What you should do:
Quote the lines below exactly, from the one that holds "Label sanity check — harbour" through the final line of the records, and only those.

Dataset records:
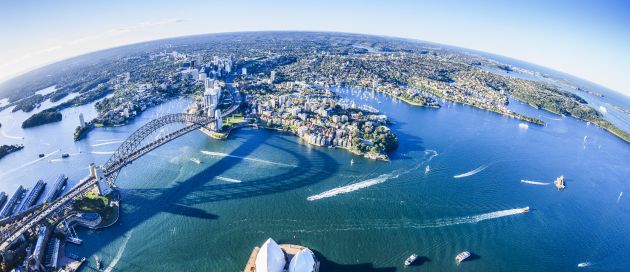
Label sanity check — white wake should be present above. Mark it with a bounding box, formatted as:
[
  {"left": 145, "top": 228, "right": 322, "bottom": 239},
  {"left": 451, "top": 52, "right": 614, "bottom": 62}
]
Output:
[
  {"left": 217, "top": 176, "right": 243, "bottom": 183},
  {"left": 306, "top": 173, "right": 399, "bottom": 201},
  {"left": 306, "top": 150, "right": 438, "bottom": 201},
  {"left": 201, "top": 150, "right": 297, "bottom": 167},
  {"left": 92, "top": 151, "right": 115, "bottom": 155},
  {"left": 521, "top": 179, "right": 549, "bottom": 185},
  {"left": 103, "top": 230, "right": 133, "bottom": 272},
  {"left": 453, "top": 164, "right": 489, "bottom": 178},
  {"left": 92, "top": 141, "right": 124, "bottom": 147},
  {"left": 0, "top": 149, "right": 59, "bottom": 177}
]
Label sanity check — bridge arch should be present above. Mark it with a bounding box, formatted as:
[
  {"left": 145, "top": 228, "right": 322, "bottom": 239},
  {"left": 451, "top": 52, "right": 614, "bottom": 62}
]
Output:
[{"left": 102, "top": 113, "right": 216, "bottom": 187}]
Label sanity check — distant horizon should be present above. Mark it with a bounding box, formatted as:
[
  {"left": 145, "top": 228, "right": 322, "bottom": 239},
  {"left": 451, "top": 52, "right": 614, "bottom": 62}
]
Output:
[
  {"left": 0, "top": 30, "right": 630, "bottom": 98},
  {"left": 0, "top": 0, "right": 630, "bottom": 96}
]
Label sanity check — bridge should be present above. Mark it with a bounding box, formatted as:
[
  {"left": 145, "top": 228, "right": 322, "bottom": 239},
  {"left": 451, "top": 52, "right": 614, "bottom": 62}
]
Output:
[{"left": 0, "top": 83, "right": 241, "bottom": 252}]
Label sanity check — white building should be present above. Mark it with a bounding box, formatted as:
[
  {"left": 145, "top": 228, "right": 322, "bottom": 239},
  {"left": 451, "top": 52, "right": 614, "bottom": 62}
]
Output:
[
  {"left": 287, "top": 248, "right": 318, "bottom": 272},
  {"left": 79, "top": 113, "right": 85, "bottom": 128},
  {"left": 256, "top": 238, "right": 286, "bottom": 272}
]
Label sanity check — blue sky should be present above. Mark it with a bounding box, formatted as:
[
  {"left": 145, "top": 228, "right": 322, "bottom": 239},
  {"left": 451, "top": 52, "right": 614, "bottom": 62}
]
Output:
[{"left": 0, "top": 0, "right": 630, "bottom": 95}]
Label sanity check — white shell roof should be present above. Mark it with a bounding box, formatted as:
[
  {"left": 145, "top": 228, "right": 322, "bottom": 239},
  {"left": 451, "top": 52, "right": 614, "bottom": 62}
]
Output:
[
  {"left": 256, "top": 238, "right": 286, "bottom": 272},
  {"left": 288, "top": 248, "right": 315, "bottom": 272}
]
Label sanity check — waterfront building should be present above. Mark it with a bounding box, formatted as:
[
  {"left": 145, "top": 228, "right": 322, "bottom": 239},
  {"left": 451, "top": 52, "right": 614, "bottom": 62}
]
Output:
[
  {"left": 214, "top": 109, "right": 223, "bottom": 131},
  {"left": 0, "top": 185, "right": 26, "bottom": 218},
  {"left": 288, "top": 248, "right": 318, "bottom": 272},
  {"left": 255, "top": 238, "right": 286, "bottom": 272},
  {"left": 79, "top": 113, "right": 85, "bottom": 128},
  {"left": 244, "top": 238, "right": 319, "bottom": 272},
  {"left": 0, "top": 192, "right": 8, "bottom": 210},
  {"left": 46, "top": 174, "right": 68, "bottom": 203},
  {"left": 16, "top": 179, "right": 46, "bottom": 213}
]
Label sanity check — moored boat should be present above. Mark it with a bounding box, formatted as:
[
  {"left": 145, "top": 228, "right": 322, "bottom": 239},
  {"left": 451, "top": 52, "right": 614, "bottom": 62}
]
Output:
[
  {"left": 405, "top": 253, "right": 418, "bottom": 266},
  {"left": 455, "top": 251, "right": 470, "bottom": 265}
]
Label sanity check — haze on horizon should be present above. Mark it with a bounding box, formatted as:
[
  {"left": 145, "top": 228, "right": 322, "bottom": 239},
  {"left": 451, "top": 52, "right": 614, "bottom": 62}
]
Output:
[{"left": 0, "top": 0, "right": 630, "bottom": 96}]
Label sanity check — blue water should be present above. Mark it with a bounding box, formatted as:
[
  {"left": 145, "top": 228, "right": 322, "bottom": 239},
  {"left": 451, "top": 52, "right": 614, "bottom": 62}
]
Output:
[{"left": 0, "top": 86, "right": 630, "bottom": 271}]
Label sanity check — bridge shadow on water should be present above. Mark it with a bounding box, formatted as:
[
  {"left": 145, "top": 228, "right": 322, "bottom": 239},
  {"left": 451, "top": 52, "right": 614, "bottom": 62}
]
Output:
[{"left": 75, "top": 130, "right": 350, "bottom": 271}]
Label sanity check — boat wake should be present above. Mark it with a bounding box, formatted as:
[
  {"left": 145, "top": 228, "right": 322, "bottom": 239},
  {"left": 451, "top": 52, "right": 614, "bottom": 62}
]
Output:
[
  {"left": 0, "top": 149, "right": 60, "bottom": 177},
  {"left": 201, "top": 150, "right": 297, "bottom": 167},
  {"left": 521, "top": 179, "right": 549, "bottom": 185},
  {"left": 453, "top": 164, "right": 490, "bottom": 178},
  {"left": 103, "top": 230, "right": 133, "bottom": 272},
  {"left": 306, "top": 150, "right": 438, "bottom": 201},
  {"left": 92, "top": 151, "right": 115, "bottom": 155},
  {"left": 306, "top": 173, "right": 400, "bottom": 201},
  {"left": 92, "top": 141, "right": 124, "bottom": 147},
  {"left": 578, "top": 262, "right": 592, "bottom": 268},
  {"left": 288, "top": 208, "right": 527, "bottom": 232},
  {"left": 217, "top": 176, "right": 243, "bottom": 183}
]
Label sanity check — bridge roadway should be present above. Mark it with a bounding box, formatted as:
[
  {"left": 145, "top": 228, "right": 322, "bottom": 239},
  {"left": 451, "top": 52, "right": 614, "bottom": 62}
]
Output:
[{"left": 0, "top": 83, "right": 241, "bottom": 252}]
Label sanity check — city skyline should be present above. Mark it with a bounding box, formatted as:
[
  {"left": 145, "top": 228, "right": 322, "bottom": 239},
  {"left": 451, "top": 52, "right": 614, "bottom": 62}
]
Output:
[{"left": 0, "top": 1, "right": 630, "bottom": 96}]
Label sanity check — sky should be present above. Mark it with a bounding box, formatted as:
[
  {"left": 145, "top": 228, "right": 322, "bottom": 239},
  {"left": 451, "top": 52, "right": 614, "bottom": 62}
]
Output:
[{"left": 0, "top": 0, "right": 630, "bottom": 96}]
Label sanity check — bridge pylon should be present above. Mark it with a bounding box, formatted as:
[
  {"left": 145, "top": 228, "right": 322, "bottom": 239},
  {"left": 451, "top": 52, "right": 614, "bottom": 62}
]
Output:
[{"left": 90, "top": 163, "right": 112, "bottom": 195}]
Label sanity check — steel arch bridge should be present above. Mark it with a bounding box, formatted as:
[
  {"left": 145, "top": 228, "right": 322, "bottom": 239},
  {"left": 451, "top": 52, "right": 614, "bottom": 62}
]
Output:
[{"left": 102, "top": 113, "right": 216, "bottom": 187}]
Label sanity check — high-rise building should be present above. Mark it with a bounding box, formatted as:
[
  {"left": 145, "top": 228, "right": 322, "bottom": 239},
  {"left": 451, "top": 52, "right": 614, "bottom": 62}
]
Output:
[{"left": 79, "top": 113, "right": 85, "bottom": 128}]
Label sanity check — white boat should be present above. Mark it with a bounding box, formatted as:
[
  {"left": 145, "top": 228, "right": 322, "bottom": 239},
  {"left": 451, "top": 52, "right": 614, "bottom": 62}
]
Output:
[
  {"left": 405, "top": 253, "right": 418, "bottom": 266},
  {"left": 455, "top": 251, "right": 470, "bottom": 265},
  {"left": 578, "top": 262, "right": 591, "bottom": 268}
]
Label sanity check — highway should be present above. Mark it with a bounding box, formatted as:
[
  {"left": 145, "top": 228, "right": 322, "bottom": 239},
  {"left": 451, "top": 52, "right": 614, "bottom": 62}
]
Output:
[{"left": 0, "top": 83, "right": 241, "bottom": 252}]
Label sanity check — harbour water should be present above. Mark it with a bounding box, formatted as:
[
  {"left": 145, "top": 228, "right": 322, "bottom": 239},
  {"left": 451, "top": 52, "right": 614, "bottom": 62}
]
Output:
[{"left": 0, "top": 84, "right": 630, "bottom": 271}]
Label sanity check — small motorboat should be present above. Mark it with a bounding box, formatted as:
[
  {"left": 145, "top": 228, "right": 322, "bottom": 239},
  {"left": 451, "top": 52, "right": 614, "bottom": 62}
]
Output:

Solution:
Label sanity check — harbour water should be present above. Mark it with a bounding box, formatted as:
[
  {"left": 145, "top": 228, "right": 322, "bottom": 239},
  {"left": 451, "top": 52, "right": 614, "bottom": 62}
]
Output:
[{"left": 0, "top": 84, "right": 630, "bottom": 271}]
Label sanity check — small motorboat should be present above. Mark it with a bounding box, formatted as:
[
  {"left": 145, "top": 228, "right": 322, "bottom": 239},
  {"left": 451, "top": 52, "right": 614, "bottom": 62}
]
Output:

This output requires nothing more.